(WHAT IS BEING ASKED):
Copy out every line below that contains the string "seagull", matching case exactly.
## BEGIN
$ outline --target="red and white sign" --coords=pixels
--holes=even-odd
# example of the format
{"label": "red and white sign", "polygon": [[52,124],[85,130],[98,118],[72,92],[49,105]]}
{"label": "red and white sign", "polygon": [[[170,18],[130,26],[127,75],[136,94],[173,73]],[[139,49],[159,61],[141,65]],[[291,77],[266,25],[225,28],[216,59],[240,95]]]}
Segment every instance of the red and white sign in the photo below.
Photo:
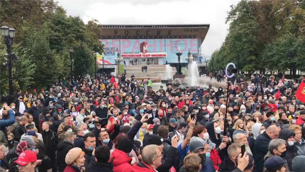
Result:
{"label": "red and white sign", "polygon": [[123,58],[141,58],[166,57],[166,52],[140,53],[122,53],[121,57]]}

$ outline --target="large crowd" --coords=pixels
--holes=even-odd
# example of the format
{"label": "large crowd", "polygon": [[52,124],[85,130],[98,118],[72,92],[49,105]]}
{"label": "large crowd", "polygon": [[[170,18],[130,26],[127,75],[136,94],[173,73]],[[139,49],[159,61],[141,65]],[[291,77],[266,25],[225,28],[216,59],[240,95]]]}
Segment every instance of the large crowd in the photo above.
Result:
{"label": "large crowd", "polygon": [[2,97],[1,171],[305,171],[303,77],[153,90],[124,76]]}

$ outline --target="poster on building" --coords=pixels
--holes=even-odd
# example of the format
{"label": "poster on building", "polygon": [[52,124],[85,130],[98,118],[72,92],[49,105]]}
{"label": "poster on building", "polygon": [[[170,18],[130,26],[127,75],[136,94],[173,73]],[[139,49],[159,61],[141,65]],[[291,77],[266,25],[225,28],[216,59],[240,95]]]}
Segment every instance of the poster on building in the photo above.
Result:
{"label": "poster on building", "polygon": [[182,53],[180,62],[187,62],[188,49],[192,54],[198,53],[197,38],[181,39],[101,39],[104,45],[104,64],[114,64],[114,58],[120,52],[123,58],[162,58],[162,63],[177,63],[176,53]]}
{"label": "poster on building", "polygon": [[96,62],[99,64],[102,64],[103,57],[104,64],[115,64],[114,58],[117,58],[117,53],[120,51],[120,39],[100,39],[100,41],[104,45],[104,53],[99,54],[99,58],[97,55]]}

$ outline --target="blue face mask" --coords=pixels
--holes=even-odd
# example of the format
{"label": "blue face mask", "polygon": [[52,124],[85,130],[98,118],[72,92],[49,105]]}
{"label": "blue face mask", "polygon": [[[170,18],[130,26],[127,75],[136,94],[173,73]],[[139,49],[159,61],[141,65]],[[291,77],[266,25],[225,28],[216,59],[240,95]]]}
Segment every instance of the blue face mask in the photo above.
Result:
{"label": "blue face mask", "polygon": [[89,130],[84,130],[84,135],[85,134],[87,134],[87,133],[88,133],[89,132]]}
{"label": "blue face mask", "polygon": [[109,138],[105,139],[103,140],[103,143],[108,143],[110,141],[110,139]]}

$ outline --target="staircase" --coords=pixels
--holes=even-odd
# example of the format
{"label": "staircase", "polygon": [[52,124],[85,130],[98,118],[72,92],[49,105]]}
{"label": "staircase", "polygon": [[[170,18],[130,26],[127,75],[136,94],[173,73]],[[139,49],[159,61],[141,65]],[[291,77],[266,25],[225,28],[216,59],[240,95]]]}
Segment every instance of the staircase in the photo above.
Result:
{"label": "staircase", "polygon": [[[142,72],[142,65],[125,66],[126,78],[130,78],[132,74],[137,78],[163,78],[166,75],[166,65],[150,65],[147,67],[147,72]],[[173,74],[176,72],[176,68],[172,68]]]}

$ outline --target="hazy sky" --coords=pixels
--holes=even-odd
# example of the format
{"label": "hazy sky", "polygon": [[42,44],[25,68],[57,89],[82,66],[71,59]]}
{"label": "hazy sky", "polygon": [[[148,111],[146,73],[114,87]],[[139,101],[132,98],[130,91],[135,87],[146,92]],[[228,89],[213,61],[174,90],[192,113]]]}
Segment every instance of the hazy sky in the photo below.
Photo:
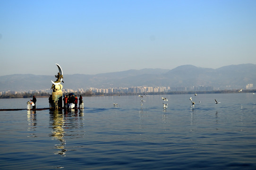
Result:
{"label": "hazy sky", "polygon": [[0,76],[256,64],[256,0],[1,0]]}

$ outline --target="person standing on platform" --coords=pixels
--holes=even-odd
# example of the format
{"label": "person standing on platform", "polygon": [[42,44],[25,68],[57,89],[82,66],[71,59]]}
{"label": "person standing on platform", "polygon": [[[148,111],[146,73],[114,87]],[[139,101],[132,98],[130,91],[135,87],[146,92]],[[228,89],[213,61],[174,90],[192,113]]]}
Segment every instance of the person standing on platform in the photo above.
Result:
{"label": "person standing on platform", "polygon": [[77,109],[77,102],[78,101],[78,99],[77,98],[77,95],[76,95],[76,96],[75,97],[75,109]]}
{"label": "person standing on platform", "polygon": [[32,100],[30,100],[30,101],[32,101],[34,104],[33,107],[33,109],[35,109],[35,108],[36,108],[35,107],[35,103],[36,102],[36,98],[35,98],[35,97],[34,96],[33,96],[33,98],[32,99]]}
{"label": "person standing on platform", "polygon": [[52,107],[52,95],[50,95],[49,98],[50,108]]}
{"label": "person standing on platform", "polygon": [[81,106],[81,104],[83,103],[83,97],[82,97],[82,95],[80,95],[80,97],[79,97],[79,108]]}
{"label": "person standing on platform", "polygon": [[67,109],[68,107],[68,97],[67,97],[67,95],[65,95],[65,97],[63,98],[63,102],[64,103],[64,109]]}

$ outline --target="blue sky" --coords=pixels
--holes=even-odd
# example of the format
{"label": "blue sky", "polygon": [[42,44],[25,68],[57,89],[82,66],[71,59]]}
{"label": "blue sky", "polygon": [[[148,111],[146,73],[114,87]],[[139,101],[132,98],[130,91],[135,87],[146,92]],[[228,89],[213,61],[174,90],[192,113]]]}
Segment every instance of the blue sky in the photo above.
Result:
{"label": "blue sky", "polygon": [[256,64],[256,0],[1,0],[0,76]]}

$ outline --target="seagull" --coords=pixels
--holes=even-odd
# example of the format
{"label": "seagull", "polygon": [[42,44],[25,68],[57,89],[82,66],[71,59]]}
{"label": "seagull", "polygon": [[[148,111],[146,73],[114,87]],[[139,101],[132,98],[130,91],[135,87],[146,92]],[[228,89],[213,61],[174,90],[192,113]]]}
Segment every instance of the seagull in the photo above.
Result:
{"label": "seagull", "polygon": [[163,98],[162,97],[162,99],[164,101],[166,101],[166,102],[168,101],[168,99],[167,99],[166,98]]}
{"label": "seagull", "polygon": [[215,104],[218,104],[218,103],[220,103],[221,102],[217,102],[217,101],[216,100],[216,99],[214,99],[215,100]]}

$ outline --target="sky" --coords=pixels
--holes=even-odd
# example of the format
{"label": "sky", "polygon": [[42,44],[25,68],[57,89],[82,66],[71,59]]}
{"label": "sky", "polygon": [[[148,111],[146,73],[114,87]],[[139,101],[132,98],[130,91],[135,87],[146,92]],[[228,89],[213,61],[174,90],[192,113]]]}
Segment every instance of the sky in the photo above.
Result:
{"label": "sky", "polygon": [[1,0],[0,76],[256,64],[256,0]]}

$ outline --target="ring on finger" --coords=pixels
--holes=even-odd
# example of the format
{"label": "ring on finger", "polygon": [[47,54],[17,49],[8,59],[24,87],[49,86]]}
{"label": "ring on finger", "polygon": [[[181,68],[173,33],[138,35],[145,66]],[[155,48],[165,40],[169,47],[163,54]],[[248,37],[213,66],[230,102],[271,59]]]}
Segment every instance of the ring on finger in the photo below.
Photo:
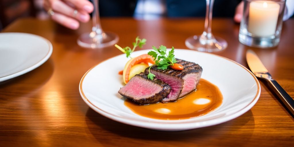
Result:
{"label": "ring on finger", "polygon": [[47,11],[47,13],[52,16],[53,15],[54,15],[54,14],[55,14],[55,12],[53,11],[53,10],[52,9],[52,8],[50,8],[48,10],[48,11]]}
{"label": "ring on finger", "polygon": [[77,14],[78,14],[78,10],[77,9],[75,9],[74,11],[74,17],[75,17],[76,16]]}

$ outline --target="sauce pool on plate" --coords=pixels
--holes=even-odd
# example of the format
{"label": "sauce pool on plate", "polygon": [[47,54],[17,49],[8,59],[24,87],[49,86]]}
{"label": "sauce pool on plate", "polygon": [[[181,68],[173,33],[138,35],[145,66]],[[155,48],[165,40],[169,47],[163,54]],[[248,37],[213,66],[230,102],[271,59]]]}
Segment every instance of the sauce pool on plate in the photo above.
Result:
{"label": "sauce pool on plate", "polygon": [[172,120],[189,118],[206,114],[220,105],[223,95],[218,88],[200,80],[197,90],[176,102],[140,105],[126,99],[124,104],[139,115],[152,118]]}

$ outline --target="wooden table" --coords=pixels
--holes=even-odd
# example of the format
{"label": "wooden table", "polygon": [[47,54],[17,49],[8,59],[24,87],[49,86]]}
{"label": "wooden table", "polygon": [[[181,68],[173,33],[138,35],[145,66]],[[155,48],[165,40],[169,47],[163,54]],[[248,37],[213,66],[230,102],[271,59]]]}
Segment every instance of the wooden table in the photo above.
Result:
{"label": "wooden table", "polygon": [[[147,39],[145,49],[161,44],[187,49],[185,39],[201,34],[204,22],[202,19],[101,20],[104,30],[119,36],[121,46],[131,45],[139,36]],[[0,146],[293,146],[294,119],[262,82],[259,99],[251,110],[233,120],[205,128],[157,131],[121,123],[96,113],[81,98],[80,81],[91,67],[121,53],[113,46],[97,50],[79,47],[77,38],[90,31],[91,24],[73,31],[50,21],[28,18],[3,30],[43,36],[52,43],[53,52],[39,67],[0,83]],[[283,27],[277,47],[255,49],[238,41],[238,24],[230,19],[214,19],[214,34],[228,44],[226,49],[216,54],[248,67],[245,53],[253,49],[274,78],[294,97],[294,19],[284,22]]]}

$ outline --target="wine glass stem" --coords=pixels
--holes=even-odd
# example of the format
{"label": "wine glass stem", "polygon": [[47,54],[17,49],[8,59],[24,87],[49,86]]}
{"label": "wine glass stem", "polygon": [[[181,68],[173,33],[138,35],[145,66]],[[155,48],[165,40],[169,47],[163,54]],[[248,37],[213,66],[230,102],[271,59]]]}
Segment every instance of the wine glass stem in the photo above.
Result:
{"label": "wine glass stem", "polygon": [[103,33],[101,24],[100,22],[100,16],[99,14],[98,0],[92,0],[94,5],[94,11],[93,12],[92,19],[93,21],[93,27],[92,31],[95,33],[96,35],[101,35]]}
{"label": "wine glass stem", "polygon": [[212,19],[212,8],[214,0],[206,0],[206,14],[204,31],[202,37],[206,39],[214,39],[211,34],[211,19]]}

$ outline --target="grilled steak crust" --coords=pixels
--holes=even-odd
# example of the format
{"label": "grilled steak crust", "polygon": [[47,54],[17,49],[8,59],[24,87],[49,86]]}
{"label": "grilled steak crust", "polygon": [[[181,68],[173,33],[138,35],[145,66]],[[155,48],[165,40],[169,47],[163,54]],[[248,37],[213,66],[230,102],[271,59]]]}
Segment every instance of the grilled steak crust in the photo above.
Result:
{"label": "grilled steak crust", "polygon": [[156,78],[149,80],[147,75],[141,73],[131,78],[118,93],[135,103],[145,105],[160,101],[171,90],[167,83]]}
{"label": "grilled steak crust", "polygon": [[[162,102],[176,101],[195,90],[199,83],[202,68],[193,62],[176,59],[177,63],[184,66],[183,69],[179,71],[168,68],[162,70],[157,69],[156,66],[153,66],[150,69],[150,72],[155,75],[156,78],[166,83],[172,87],[171,93],[163,99]],[[148,68],[146,69],[145,74],[149,73],[148,69]]]}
## END
(CORRECT RESPONSE):
$ outline --target="seagull" --coords=pixels
{"label": "seagull", "polygon": [[42,44],[25,68],[57,89],[82,66],[71,59]]}
{"label": "seagull", "polygon": [[[148,111],[146,73],[114,87]],[[139,101],[132,98],[130,91],[135,87],[146,92]],[[228,89],[213,61],[174,90],[192,113]]]}
Segment every instance of the seagull in the photo above.
{"label": "seagull", "polygon": [[163,98],[162,97],[162,99],[164,101],[166,101],[166,102],[168,101],[168,99],[167,99],[166,98]]}
{"label": "seagull", "polygon": [[215,104],[218,104],[218,103],[220,103],[221,102],[217,102],[217,101],[216,100],[216,99],[214,99],[215,100]]}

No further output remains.